# [Requirement A]
In the Dan Lepard biography, retype the passage between "In 2003 Lepard" and "San Sebastián, Spain.", inclusive.
# [Requirement B]
Answer these questions using the Dan Lepard biography:
(i) For which magazine did Lepard work as a fashion photographer?
(ii) In what year did he start working as a baker and consultant at Baker & Spice Bakery?
(iii) Where did he create the pop-up bakery The Loaf in a Box?
# [Requirement C]
Carry on the Dan Lepard biography from the point where it stops.

** START OF Document segment **

- Born: Melbourne, Victoria, Australia
- Spouse: David Whitehouse
- Website: www.danlepard.com

= Dan Lepard =

Australian baker, food writer, photographer, television presenter and celebrity chef

Dan Lepard is an Australian baker, food writer, photographer, television presenter and celebrity chef. He was previously a fashion photographer working for Italian Vogue

== Biography ==
In 1992 Lepard became a pastry chef for Alastair Little in Soho, London even though he had no formal training. He then worked for David Hockney as a chef in both London and Los Angeles. He started working as a baker and consultant at Baker & Spice Bakery in 1997. At his time at Baker & Spice he worked with Sami Tamimi, Yotam Ottolenghi, and Jim Webb (head viennoiserie chef). Lepard has founded bakeries for Fergus Henderson at St John, John Torode at Mezzo, Tony Kitous at Levant and Giorgio Locatelli at Locanda Locatelli and Zafferano.

In 2003 Lepard was the winner of the Outstanding Contribution to London Restaurants at the London Restaurant Awards. In 2012, he created the pop-up bakery The Loaf in a Box in San Sebastián, Spain.

** END OF Document segment **
** START OF Material **

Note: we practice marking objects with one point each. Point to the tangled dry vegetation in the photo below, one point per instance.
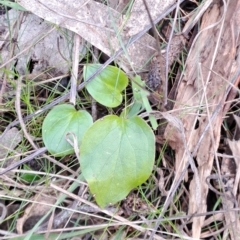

** END OF Material **

# [Final result A]
In 2003 Lepard was the winner of the Outstanding Contribution to London Restaurants at the London Restaurant Awards. In 2012, he created the pop-up bakery The Loaf in a Box in San Sebastián, Spain.

# [Final result B]
(i) Italian Vogue
(ii) 1997
(iii) San Sebastián, Spain

# [Final result C]
From 2005 through to September 2013 he wrote a weekly baking column in The Guardian called How to Bake. He also writes for Waitrose Magazine, Sainsbury's Magazine, and Delicious Magazine (UK). In Australia Lepard writes for Gourmet Traveller Magazine. In 2014 Dan started to write a cookery column for The Sydney Morning Herald and The Age in Melbourne

In 2013 Lepard featured as a judge alongside Kerry Vincent on The Great Australian Bake Off, on Nine Network in Australia. This was the first series and is based on the popular British format The Great British Bake Off. In the UK he appears as a guest chef on Channel Four's Sunday Brunch.

== Personal life ==
Lepard has lived in London since his late teens. In 2012 Dan Lepard entered into a civil partnership with his long-term partner and business manager David Whitehouse.

== Bibliography ==
- Baking with Passion (1999) – winner of the Guild of Food Writers' Cook Book of the Year Award
- The Handmade Loaf (2004) – shortlisted for a Guild of Food Writers Award and a World Food Media Award
- The Cook's Book: Step-by-step techniques & recipes for success every time from the world's top chefs (2005) – author of the baking section – winner of the James Beard Foundation Book Award
- Dictionnaire Universel du Pain (2010) – author of the British section
- Exceptional Cakes: Baker & Spice (2007) – co-wrote with Richard Whittington
- Exceptional Breads: Baker & Spice (2007) – co-wrote with Richard Whittington
- Short and Sweet (2011) – winner of the André Simon Award for Cookbook of the Year
- Comptoir Libanais (2013) – co-wrote with Tony Kitous
- Comptoir Libanais Express (2014) – co-wrote with Tony Kitous

== Photographer ==
- Made in Italy: Food and Stories (2006) – winner of the Glenfiddich and World Gourmand awards
- Hawksmoor at Home: Meat – Seafood – Sides – Breakfasts – Puddings – Cocktails (2011)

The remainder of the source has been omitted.